» **TASK OBJECTIVE**: Which lines of the entries contain the string "blue"? Please find them and copy them.

===

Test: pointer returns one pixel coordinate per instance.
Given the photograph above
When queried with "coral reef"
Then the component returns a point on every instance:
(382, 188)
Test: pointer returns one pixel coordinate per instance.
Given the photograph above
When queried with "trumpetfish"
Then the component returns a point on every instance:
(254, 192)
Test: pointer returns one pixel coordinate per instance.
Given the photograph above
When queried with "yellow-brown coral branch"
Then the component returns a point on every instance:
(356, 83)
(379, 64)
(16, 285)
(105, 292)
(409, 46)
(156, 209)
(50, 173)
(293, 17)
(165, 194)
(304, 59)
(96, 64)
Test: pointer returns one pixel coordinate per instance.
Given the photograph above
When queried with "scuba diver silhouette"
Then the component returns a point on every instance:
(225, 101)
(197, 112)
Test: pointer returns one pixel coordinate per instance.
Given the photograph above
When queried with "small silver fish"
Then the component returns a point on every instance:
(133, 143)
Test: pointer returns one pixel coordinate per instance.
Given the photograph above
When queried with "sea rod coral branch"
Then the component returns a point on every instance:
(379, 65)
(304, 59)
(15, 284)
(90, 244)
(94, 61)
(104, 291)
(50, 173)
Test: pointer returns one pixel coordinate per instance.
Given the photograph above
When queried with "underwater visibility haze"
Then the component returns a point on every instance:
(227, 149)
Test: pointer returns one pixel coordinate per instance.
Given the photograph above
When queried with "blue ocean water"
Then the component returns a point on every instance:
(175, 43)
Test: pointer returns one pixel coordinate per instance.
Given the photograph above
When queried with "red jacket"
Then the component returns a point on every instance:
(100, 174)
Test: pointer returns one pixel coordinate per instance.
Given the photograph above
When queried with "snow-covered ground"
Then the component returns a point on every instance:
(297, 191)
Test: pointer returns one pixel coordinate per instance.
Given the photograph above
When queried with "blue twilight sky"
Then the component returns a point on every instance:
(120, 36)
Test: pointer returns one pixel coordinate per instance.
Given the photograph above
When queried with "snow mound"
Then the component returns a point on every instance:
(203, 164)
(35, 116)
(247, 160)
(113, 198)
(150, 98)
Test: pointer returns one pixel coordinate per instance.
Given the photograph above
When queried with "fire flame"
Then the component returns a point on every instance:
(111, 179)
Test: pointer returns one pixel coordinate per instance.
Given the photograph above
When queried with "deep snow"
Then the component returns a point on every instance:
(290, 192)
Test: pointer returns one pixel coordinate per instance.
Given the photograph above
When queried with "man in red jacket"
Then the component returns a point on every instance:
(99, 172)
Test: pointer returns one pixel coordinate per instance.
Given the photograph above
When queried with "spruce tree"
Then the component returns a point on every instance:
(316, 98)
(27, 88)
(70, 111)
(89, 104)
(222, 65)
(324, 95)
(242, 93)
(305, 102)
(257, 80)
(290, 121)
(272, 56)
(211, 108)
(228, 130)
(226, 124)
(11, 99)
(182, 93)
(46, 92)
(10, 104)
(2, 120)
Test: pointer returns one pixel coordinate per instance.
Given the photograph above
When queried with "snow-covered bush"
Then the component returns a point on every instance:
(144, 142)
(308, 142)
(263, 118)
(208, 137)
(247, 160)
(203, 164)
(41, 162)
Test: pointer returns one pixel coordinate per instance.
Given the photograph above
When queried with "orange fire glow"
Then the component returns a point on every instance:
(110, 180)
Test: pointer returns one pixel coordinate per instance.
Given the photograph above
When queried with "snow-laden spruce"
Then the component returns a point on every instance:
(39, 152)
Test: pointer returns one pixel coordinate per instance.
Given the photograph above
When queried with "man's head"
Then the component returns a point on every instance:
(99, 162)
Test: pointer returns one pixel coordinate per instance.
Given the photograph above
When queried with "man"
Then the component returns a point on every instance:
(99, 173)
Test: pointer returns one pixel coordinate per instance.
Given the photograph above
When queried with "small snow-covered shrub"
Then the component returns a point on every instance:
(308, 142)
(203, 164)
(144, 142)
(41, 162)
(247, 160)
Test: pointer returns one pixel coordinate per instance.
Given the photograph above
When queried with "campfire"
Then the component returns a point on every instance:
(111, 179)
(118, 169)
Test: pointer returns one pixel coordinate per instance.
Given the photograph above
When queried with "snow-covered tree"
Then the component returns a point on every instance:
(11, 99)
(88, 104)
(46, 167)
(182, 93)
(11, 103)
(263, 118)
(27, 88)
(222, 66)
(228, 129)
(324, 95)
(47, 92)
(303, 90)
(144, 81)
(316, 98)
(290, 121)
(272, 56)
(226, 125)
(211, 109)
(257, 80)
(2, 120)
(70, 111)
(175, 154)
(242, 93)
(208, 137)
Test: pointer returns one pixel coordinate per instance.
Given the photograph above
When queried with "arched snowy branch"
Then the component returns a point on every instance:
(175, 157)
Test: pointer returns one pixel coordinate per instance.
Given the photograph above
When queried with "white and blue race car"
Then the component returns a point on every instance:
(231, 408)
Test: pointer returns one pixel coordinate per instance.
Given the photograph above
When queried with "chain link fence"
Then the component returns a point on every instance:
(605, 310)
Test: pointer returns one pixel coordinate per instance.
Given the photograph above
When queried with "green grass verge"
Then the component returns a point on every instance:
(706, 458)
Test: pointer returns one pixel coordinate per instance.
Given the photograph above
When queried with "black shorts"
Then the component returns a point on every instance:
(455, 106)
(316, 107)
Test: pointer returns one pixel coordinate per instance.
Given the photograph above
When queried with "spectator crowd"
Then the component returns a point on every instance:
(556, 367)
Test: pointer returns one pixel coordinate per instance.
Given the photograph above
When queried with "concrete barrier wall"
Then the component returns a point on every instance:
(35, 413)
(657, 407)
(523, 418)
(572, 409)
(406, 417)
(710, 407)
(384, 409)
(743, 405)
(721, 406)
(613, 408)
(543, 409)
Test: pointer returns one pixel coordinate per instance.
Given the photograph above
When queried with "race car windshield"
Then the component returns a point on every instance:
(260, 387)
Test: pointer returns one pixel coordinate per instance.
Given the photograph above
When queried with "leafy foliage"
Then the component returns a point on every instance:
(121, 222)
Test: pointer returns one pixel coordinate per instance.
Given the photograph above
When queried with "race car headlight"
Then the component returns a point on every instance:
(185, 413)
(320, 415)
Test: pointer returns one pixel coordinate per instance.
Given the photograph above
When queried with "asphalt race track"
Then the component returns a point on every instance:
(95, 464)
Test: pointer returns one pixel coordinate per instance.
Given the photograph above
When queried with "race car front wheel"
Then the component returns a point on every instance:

===

» **ANSWER AREA**:
When queried with "blue ocean water"
When queried with "blue twilight sky"
When queried with "white and blue race car"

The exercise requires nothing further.